● **PASSAGE PROVIDED**:
◇ ◇ ◇ ◇
Near the end of the book the author poses the most pressing questions that remain unanswered to this day by the FBI. Among those questions relates one regarding US citizenship that the elder Tsarnaev was so desperate to achieve. He was a boxer who trained and won several titles. He wanted to compete at higher levels but could not for the US team, due to not being a citizen. Two separate incidents are recounted where Tsarnaev was summoned to take the citizenship oath, only to have it pushed back. The author makes the point several times that this could have been the turning point that drove him away and into the arms of the jihad. This is no way makes anything these terrorists did okay, let me be very clear. But the FBI has some questions to answer on what transpired, though I think we all know we will never get those answers.

In the synopsis provided by goodreads, a triple homicide was mentioned. There are many signs that point to Tamerlan Tsarnaev and a friend who was subsequently killed by the FBI when they were taking a statement from him and he suddenly attacked the agent in his home, as being involved, and Tsarnaev himself being the perpetrator. Several who knew the victims pointed fingers his way, and yet he was never investigated and the case remains open to this day. It is speculated in the book that because Tsarnaev was an informant at the time for the FBI, he was shielded from being investigated despite all those who brought his name up. In the grand scheme of things I would not be surprised at the FBI looking the other way over these brutal murders of men who were felons and drug-dealers, men who were all but disowned by their own families, because the FBI had bigger fish to fry so to speak - and Tsarnaev was part of assisting in that frying.
◇ ◇ ◇ ◇
(Image point grounding data)
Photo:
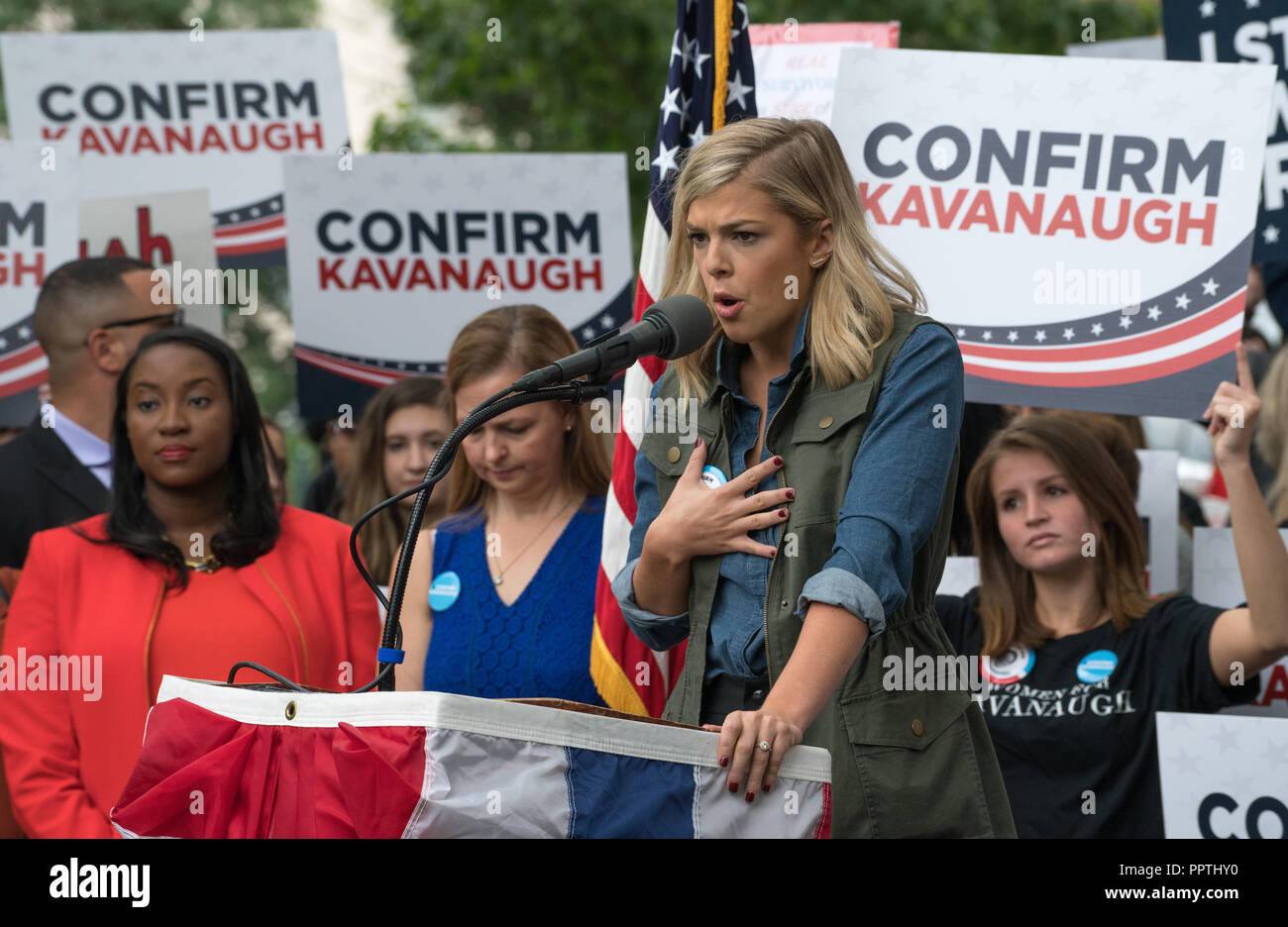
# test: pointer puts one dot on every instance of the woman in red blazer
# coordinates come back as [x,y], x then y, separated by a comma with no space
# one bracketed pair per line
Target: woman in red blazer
[193,569]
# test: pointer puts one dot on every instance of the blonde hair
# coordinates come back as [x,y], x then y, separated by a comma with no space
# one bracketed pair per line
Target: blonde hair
[799,165]
[524,336]
[381,537]
[1006,592]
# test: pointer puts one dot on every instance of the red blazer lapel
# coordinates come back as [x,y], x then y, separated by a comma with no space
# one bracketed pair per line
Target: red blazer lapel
[268,580]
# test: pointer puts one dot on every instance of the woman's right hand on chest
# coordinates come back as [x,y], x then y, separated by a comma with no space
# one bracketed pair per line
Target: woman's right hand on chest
[698,519]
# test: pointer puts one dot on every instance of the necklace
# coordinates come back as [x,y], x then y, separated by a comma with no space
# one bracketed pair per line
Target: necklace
[500,577]
[205,565]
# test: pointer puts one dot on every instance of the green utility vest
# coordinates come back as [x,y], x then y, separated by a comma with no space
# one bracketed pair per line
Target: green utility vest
[903,763]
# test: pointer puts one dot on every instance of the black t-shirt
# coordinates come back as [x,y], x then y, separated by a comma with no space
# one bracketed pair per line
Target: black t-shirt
[1076,716]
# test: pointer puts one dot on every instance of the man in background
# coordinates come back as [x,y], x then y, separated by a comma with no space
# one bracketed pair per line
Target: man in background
[89,318]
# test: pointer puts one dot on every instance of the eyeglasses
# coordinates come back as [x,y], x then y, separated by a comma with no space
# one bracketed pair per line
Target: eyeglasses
[166,320]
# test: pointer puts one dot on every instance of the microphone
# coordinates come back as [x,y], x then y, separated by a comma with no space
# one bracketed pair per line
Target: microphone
[670,329]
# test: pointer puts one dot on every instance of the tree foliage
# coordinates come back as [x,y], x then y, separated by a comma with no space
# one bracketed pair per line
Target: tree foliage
[588,75]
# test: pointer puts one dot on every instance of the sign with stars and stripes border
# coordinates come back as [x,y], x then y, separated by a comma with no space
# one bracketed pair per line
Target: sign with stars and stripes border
[1085,227]
[155,112]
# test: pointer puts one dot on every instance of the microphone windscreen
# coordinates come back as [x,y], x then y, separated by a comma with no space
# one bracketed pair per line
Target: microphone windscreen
[691,321]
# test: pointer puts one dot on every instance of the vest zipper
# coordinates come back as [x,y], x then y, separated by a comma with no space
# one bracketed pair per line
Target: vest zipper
[778,549]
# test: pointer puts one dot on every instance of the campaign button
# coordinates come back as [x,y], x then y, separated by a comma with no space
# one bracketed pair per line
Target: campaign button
[443,591]
[1096,666]
[1010,668]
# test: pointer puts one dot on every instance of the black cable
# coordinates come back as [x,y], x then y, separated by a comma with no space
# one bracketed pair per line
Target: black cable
[390,639]
[249,665]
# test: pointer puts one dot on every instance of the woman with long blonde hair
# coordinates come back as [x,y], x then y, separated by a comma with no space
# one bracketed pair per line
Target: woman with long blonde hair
[500,597]
[400,430]
[798,544]
[1076,656]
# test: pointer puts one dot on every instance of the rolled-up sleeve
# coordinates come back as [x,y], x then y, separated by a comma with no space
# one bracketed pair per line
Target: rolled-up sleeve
[658,632]
[897,481]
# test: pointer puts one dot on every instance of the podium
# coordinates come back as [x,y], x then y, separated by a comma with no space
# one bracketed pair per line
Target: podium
[266,761]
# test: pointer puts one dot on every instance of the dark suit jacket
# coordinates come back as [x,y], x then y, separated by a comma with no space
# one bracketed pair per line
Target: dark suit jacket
[43,485]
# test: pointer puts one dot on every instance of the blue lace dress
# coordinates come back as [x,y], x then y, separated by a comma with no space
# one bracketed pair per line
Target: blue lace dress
[536,648]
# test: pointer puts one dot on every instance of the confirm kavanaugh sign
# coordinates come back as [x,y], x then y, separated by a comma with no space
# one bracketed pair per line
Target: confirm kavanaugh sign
[390,256]
[1083,226]
[155,112]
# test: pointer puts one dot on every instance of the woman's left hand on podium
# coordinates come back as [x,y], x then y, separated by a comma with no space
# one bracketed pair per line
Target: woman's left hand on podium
[752,769]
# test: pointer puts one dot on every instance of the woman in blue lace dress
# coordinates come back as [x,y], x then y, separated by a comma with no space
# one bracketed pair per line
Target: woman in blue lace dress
[501,593]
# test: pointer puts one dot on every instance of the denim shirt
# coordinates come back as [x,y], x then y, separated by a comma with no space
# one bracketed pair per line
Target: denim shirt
[890,506]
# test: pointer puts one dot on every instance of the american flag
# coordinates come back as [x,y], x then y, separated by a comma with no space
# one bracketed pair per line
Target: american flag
[629,674]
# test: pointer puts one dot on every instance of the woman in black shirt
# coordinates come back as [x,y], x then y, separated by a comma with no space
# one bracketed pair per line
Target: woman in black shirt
[1074,656]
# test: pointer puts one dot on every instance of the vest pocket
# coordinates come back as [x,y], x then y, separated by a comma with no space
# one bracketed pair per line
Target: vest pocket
[669,455]
[915,764]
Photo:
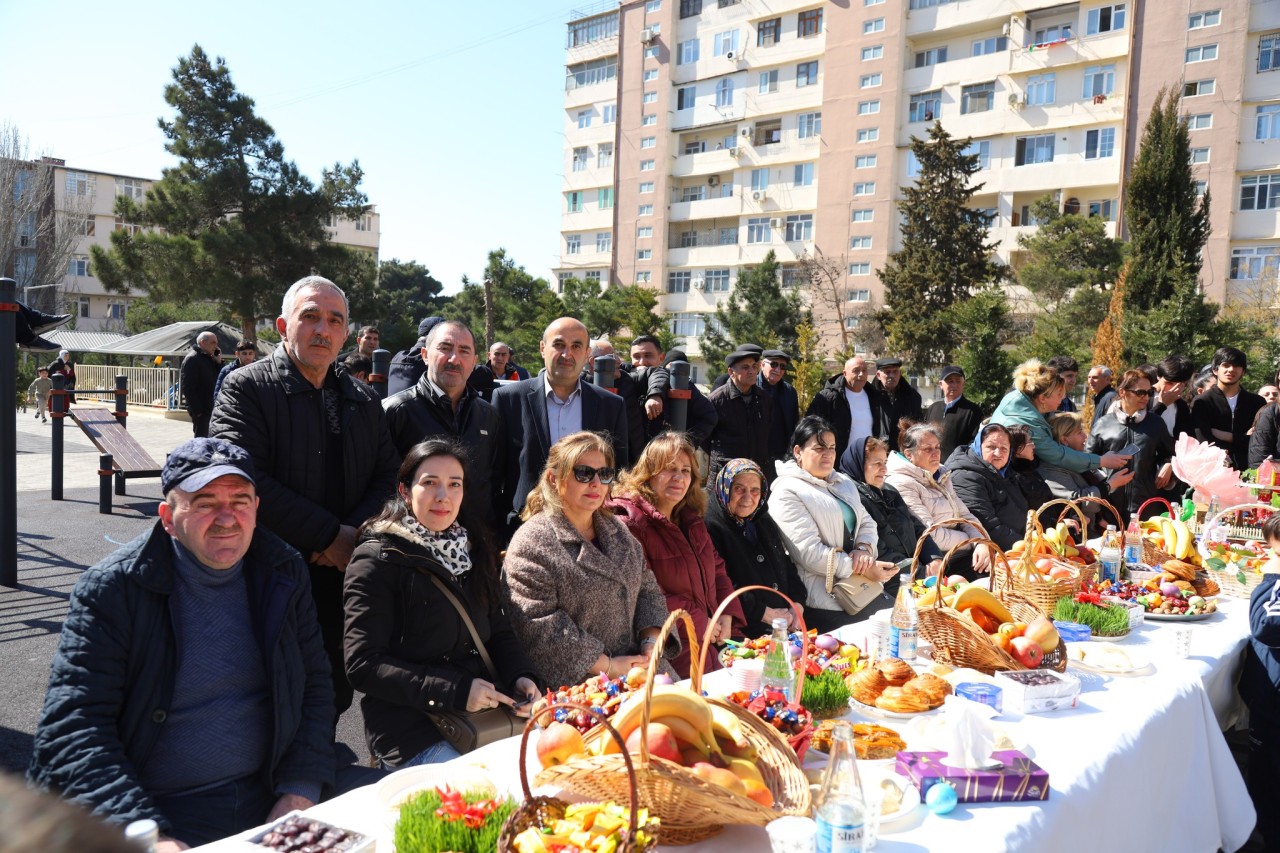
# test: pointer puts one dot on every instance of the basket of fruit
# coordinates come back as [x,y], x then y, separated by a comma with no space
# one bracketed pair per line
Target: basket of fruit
[990,632]
[699,763]
[551,825]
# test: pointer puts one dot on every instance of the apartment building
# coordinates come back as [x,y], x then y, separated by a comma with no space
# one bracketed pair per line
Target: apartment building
[703,133]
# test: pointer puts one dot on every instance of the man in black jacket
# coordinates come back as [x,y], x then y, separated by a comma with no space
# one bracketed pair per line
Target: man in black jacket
[325,461]
[443,404]
[200,370]
[190,684]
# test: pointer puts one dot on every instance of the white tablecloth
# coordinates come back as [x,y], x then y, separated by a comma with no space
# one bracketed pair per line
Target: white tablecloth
[1139,765]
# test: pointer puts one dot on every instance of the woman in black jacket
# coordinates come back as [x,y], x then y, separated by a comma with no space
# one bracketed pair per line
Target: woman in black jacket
[407,649]
[752,547]
[1130,423]
[979,471]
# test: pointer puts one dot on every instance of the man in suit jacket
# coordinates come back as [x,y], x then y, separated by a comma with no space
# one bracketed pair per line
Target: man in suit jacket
[536,413]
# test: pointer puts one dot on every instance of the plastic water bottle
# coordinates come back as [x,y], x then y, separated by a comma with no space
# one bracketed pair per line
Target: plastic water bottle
[904,624]
[840,808]
[778,674]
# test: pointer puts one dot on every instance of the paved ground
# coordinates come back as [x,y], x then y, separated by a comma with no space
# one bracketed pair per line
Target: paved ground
[56,541]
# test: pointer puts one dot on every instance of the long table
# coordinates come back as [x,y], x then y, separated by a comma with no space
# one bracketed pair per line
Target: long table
[1139,763]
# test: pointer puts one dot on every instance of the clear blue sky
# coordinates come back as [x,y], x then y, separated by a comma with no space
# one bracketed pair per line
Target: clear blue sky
[453,109]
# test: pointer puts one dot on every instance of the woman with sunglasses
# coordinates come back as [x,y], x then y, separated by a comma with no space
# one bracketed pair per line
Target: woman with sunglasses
[581,598]
[1132,424]
[661,502]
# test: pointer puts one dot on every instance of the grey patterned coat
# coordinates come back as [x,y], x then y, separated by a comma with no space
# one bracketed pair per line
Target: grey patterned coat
[572,601]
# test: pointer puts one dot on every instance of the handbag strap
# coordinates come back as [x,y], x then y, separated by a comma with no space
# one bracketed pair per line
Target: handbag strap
[466,619]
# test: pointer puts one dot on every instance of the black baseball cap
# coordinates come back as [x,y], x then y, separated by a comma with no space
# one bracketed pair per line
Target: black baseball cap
[196,464]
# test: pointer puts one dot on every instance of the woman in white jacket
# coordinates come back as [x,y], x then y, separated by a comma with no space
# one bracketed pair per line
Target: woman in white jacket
[823,521]
[918,474]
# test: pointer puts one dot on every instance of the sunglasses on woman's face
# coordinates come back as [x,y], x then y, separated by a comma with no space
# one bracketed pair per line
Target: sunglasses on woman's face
[585,473]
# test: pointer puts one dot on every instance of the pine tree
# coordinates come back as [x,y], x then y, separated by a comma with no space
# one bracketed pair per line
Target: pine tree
[234,223]
[945,255]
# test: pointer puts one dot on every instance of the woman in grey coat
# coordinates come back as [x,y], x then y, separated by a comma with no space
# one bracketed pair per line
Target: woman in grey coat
[583,601]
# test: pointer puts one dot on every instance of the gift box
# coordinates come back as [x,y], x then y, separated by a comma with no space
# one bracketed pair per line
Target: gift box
[1016,780]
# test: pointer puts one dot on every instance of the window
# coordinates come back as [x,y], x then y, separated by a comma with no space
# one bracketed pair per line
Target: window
[758,229]
[1269,122]
[1100,80]
[996,44]
[1251,264]
[1100,144]
[1033,149]
[931,56]
[1105,19]
[1042,90]
[926,106]
[1260,192]
[1201,54]
[725,92]
[768,32]
[809,23]
[1202,19]
[1269,53]
[979,97]
[799,228]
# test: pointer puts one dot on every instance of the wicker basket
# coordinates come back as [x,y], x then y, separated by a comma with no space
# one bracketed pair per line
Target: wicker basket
[539,812]
[690,808]
[959,642]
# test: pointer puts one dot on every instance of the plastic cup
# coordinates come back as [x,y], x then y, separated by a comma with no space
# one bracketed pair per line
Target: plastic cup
[792,834]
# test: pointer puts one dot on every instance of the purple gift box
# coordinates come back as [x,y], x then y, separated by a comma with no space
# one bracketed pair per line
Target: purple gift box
[1019,779]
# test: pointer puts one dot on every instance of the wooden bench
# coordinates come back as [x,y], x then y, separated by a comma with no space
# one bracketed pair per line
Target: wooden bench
[108,434]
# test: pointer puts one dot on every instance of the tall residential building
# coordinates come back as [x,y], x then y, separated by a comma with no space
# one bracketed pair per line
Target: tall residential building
[703,133]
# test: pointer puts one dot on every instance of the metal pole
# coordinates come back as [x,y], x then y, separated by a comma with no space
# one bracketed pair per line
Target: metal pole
[8,433]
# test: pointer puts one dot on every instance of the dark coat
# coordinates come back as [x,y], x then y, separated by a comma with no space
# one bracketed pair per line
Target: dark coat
[959,425]
[526,436]
[1155,448]
[406,647]
[764,561]
[830,402]
[743,429]
[270,410]
[199,377]
[997,502]
[420,413]
[113,676]
[684,560]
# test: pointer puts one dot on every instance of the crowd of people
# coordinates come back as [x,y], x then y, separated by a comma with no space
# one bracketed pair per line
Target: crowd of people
[316,539]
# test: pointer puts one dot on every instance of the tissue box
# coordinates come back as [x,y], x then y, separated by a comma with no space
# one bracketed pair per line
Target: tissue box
[1016,781]
[1036,690]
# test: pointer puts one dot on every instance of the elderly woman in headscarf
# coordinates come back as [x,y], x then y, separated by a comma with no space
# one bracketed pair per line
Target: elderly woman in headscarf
[749,542]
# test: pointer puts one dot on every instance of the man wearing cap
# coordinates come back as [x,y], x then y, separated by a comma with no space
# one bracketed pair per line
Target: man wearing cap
[745,413]
[958,415]
[786,402]
[899,398]
[190,684]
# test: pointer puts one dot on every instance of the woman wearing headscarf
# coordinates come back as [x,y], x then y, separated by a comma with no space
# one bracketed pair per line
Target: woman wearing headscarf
[749,542]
◇ ◇ ◇ ◇
● **CHECK YOUR UNDERSTANDING**:
1. Answer these questions from the book review:
(a) Why could the elder Tsarnaev not compete for the US team?
(b) How many separate times was he summoned to take the citizenship oath only to have it pushed back?
(c) What role does the book speculate Tsarnaev held with the FBI at the time of the triple homicide?
2. Pick up the book review where it stops and keep writing it.
You won't need the rows for any of this.

● **EXERCISE RESPONSES**:
1.
(a) He was not a US citizen.
(b) Two times.
(c) He was an informant for the FBI.

2.
So, the most important question of the entire book comes from a survivor of the bombing, who asks the author, had Tamerlan Tsarnaev been investigated for the triple homicide, would the Boston Marathon bombing have happened?

Highly recommended.


  1. i know nothing but the basics about the bombing, this book sounds like the one to read to learn more. Thanks for sharing your thoughts

    1. It was really shocking to learn so much of this information. And it did not feel like a 'conspiracy theory' in any way, which I am usually wary of. I think the most telling thing is the FBI's refusal to answer any questions about the whole situation, and the oddities surround Tsarnaev's citizenship applications. The victim's families and the survivors deserve to know the truth, even if the public at large never gets it.

  2. My goodness, I don't know what I was doing in 2013 but somehow this incident made no impression on me. I completely agree that our government (and most others) keeps plenty from its citizens.

    1. Really?? I suppose I recall it more because of the connection I had to the event. But I definitely remember the manhunt for the brothers and how insane it all was. There is also talk of other accomplices, and where the bombs were actually made and such. it is a very interesting book.

  3. Thank you for this review, this book sounds really interesting - I’ve added it to my TBR. I don’t know much about the Boston Marathon bombing, but clearly need to learn more.

    1. I was very surprised about so much of the information presented in the book. The more I thought about it, I remember there being the big question of investigators not knowing where the bombs were made but it was also never really addressed much and the media seemed to be fine with not pursuing that aspect. I am not huge into conspiracy theories, but the author does not present the information that way, as so much of this is verifiable. Some of it, however, depends on how much truth there is to what some witnesses have said. If you get a chance to read it, I would love to know what you think!